Exercise objective
Return each line in the records below that contains the string "JSON", copying every such line in full.

Data to use
##############################

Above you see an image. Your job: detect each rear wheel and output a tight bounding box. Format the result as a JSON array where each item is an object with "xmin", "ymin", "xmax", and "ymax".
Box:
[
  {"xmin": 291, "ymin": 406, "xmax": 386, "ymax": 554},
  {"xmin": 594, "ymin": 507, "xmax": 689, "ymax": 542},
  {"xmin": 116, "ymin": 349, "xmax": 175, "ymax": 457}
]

##############################

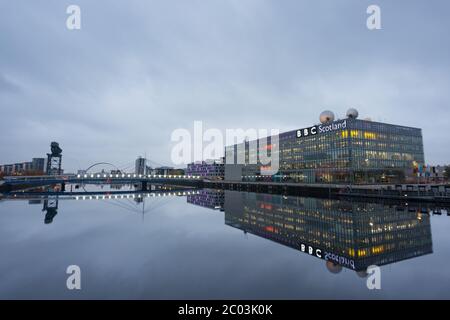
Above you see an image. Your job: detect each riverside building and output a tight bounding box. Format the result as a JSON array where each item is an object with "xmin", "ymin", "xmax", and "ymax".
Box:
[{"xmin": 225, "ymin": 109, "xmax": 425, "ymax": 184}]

##############################

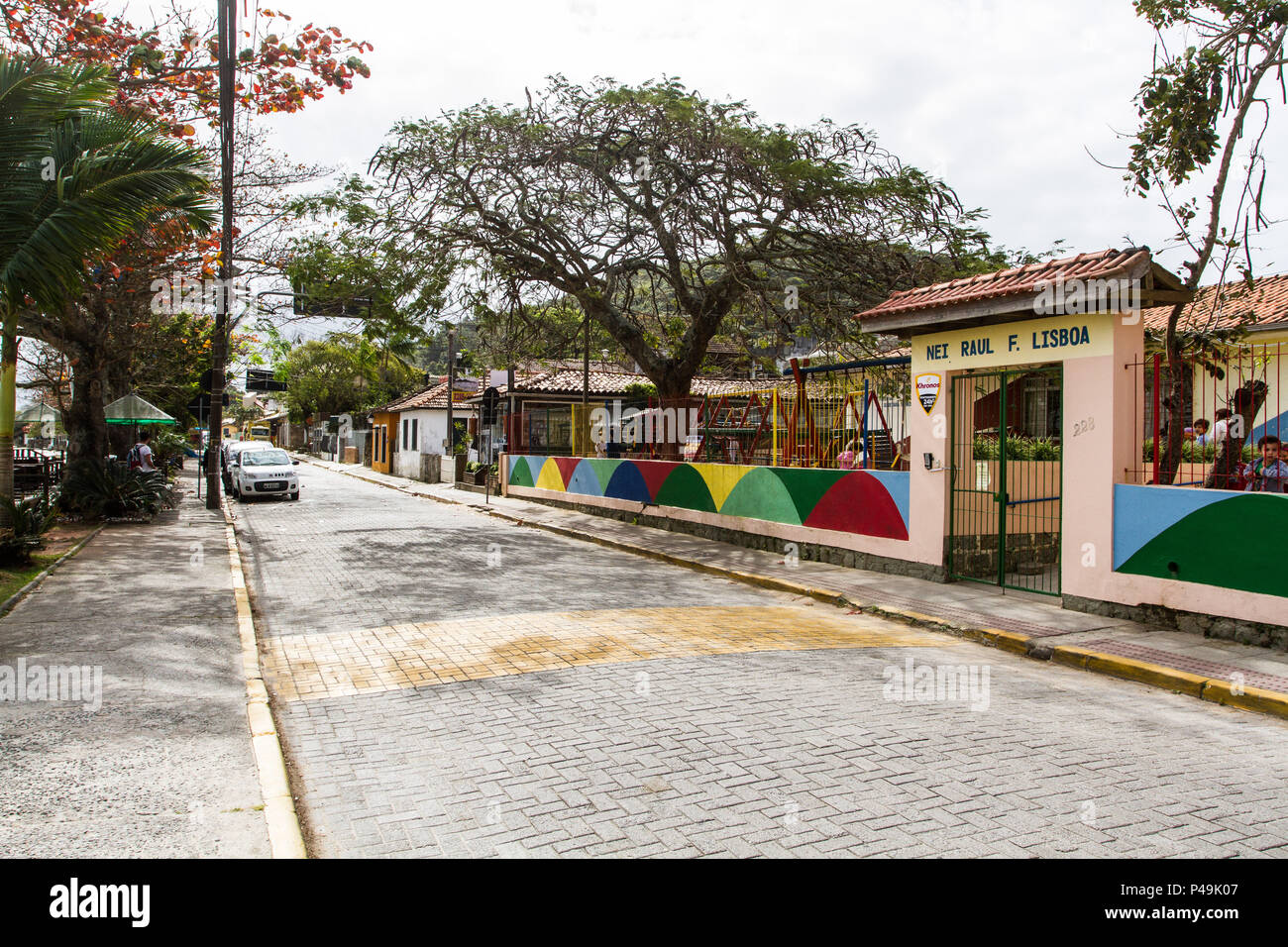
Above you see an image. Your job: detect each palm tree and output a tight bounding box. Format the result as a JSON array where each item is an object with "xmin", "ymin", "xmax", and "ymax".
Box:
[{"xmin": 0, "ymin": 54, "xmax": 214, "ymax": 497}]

##############################

Reply
Above you see an image. Your job: detect each rear wheel and output a tight bounding box. Format the result as a JSON array where each item is an object with "xmin", "ymin", "xmax", and "ymax".
Above you see an image. Your job: detect each riverside building and output a tight bounding box. Format the result as a JSON array where each item is an object with "xmin", "ymin", "xmax", and "ymax".
Above you see an image. Your job: detect each palm tree and output a tight bounding box. Format the result as a JSON array where each item is an object with "xmin", "ymin", "xmax", and "ymax".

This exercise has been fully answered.